What is asked. Please copy the entries below, substituting "shoreline" for "treeline" and keeping everything else the same. Leave the pictures out of your answer.

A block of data
— START —
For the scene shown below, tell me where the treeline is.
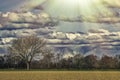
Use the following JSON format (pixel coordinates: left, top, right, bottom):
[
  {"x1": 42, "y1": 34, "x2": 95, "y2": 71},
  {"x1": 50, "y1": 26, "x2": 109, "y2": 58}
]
— END —
Result.
For the scene shown below, tell me where the shoreline is.
Use the following JSON format (pixel coordinates: left, top, right, bottom):
[
  {"x1": 42, "y1": 34, "x2": 95, "y2": 71},
  {"x1": 50, "y1": 26, "x2": 109, "y2": 58}
]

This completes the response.